Directions —
Rewrite the data from its first line through the line containing "column 190, row 127" as a JSON list of strings, with one string per line and blank lines left out.

[Data excerpts on object pointing]

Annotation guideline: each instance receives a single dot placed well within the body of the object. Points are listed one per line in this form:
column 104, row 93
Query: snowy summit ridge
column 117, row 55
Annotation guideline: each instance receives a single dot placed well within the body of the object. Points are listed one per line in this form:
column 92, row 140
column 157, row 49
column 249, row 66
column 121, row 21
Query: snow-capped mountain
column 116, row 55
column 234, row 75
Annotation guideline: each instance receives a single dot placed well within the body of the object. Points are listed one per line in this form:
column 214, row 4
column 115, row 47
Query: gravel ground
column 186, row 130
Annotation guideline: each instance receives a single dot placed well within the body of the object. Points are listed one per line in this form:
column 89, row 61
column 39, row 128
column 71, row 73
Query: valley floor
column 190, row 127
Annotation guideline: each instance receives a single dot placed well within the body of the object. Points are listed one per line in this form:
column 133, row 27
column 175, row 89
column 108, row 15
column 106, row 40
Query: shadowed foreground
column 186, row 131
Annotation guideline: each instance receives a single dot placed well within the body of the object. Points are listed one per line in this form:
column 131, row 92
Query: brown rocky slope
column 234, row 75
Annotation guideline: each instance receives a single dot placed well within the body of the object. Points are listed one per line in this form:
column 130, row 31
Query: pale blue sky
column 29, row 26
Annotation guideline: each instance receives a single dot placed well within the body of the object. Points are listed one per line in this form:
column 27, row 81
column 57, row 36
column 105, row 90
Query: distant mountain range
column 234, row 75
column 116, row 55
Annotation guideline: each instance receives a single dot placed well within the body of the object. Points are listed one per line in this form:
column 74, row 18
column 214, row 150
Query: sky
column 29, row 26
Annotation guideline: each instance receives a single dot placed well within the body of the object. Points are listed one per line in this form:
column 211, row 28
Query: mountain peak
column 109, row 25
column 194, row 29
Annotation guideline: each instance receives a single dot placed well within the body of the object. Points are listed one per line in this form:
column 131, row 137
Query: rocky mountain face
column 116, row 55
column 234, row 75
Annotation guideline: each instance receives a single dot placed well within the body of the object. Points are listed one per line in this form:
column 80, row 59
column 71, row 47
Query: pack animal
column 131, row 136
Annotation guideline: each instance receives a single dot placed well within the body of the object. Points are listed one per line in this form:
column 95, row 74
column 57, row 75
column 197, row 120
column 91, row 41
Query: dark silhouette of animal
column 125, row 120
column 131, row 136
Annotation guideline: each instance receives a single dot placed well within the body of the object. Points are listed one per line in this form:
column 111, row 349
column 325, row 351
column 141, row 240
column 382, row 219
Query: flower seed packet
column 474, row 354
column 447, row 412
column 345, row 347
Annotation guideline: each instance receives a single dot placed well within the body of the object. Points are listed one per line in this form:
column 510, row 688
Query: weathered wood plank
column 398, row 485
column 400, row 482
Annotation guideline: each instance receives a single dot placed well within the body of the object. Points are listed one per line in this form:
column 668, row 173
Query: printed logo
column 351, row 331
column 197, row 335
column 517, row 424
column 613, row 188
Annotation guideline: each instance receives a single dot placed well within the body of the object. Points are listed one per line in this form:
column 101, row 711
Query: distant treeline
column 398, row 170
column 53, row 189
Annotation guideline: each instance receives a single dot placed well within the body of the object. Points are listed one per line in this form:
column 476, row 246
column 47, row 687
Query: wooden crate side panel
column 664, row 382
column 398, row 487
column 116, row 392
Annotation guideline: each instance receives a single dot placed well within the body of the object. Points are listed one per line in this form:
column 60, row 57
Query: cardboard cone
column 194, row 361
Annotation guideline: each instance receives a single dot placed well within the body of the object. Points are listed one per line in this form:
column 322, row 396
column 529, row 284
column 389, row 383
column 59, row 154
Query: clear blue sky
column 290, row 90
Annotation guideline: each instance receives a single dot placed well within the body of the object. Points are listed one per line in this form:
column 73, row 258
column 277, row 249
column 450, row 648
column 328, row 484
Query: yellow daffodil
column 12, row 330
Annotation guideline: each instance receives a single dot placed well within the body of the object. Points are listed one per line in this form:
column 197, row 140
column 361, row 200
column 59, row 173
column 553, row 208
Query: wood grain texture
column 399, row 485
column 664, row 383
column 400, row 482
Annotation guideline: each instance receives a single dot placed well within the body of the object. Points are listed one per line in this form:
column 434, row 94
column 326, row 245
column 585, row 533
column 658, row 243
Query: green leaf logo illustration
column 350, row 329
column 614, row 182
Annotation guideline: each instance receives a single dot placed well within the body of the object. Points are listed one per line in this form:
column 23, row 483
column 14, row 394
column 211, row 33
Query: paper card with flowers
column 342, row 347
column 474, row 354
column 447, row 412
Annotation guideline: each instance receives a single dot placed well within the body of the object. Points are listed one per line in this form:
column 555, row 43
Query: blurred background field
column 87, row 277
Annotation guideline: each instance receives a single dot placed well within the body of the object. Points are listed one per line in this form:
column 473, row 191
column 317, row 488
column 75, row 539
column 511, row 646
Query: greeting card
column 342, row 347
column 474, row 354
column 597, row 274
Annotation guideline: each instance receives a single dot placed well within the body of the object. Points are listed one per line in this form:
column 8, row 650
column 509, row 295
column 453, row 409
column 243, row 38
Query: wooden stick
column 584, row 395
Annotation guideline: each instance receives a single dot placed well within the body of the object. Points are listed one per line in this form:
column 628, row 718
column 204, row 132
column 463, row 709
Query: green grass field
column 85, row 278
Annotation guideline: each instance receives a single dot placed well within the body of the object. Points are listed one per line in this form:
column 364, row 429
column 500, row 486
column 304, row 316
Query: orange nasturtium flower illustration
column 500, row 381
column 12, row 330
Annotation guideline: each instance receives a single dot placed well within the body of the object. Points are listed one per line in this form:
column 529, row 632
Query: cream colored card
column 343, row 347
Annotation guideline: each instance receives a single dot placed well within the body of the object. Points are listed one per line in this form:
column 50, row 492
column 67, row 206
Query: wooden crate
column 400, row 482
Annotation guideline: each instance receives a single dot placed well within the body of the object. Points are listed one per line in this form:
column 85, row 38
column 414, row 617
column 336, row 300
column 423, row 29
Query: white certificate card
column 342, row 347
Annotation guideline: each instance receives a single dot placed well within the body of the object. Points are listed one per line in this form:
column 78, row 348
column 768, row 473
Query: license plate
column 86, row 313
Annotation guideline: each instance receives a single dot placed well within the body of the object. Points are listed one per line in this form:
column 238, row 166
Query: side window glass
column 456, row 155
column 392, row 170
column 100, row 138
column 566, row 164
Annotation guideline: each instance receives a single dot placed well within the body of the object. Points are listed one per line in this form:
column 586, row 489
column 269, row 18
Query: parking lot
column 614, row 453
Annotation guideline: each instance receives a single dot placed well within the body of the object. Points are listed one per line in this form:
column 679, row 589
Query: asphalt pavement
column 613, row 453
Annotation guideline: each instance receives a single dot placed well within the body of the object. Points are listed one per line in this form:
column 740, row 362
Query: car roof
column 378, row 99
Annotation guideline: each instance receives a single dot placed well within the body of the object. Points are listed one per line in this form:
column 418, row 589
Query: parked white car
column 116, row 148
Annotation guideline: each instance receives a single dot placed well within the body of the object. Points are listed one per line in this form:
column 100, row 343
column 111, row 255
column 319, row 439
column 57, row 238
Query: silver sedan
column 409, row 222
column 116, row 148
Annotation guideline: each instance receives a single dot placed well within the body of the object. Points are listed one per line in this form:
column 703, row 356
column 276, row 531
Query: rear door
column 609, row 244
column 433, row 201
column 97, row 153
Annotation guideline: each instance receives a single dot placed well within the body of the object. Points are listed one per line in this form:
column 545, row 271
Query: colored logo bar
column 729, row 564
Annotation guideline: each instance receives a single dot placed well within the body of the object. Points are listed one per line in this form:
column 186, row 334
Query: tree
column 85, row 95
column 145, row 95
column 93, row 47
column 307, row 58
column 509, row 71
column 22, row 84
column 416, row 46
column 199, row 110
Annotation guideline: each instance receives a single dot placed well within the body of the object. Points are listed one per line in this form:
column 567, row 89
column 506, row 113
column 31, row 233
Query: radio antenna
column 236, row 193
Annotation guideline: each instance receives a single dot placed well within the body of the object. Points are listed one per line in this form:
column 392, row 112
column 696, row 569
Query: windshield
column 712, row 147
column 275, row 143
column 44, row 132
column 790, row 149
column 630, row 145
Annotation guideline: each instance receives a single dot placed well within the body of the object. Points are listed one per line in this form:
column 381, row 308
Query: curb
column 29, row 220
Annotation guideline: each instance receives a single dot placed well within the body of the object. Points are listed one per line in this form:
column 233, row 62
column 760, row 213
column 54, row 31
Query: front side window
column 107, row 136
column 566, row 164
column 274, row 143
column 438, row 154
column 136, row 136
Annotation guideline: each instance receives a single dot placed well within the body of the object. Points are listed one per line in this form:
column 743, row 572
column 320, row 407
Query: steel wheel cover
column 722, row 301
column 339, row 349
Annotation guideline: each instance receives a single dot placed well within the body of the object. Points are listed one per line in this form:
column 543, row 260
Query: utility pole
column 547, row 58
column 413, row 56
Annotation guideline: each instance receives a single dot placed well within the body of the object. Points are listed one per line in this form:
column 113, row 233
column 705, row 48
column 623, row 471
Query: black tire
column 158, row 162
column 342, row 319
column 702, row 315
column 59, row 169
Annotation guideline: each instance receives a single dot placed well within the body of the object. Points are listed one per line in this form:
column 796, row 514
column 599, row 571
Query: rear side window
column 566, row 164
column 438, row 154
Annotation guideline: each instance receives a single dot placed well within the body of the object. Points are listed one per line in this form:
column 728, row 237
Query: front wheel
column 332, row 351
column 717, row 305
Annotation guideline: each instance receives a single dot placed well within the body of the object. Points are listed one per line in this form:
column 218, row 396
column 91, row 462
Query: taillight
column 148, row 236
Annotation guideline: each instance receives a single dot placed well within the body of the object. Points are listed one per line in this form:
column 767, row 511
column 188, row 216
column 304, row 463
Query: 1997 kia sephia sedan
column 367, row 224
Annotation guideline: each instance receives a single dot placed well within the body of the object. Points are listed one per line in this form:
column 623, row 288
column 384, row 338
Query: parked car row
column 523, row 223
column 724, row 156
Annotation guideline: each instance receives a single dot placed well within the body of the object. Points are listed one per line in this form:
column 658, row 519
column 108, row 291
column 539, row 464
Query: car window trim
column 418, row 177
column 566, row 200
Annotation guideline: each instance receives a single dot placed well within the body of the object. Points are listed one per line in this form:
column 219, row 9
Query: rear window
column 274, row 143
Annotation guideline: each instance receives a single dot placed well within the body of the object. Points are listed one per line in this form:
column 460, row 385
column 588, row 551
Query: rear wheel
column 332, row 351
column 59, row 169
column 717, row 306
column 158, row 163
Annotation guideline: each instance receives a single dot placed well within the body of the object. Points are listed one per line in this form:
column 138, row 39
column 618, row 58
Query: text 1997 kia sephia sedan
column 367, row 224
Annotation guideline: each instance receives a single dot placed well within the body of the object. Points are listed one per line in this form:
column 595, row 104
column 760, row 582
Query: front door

Exercise result —
[
  "Annotation guideline: each instance receives a single dot placed well within the body of the object. Points are listed one per line in this form:",
  "column 104, row 93",
  "Query: snowy summit ridge",
  "column 117, row 55",
  "Annotation guideline: each instance receives a single dot placed well within the body of the object. Points are listed one per line in this form:",
  "column 92, row 140",
  "column 157, row 49",
  "column 249, row 66",
  "column 121, row 21",
  "Query: snow-capped mountain",
  "column 116, row 55",
  "column 234, row 75",
  "Annotation guideline: each instance receives a single dot placed well within the body of the object. Points are listed one per line in this form:",
  "column 214, row 4",
  "column 115, row 47",
  "Query: gravel ground",
  "column 186, row 130",
  "Annotation guideline: each instance receives a single dot placed well within the body of the object. Points are listed one per line in this form:",
  "column 89, row 61",
  "column 39, row 128",
  "column 71, row 73",
  "Query: valley floor",
  "column 190, row 127"
]